__Set problem__.
Pull out every line of the listing below that contains the word "Place", and copy each one as it appears.

__Material provided__.
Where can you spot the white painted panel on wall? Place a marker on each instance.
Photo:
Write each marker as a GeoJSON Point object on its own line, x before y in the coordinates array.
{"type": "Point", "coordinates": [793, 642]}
--
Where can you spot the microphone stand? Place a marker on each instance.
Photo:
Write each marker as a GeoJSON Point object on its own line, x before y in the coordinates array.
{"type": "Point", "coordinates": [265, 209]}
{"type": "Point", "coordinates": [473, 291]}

__The response__.
Where can you spot the white painted panel on wall? Place a marker on each instance.
Where can you spot the microphone stand? Place a marker on each instance.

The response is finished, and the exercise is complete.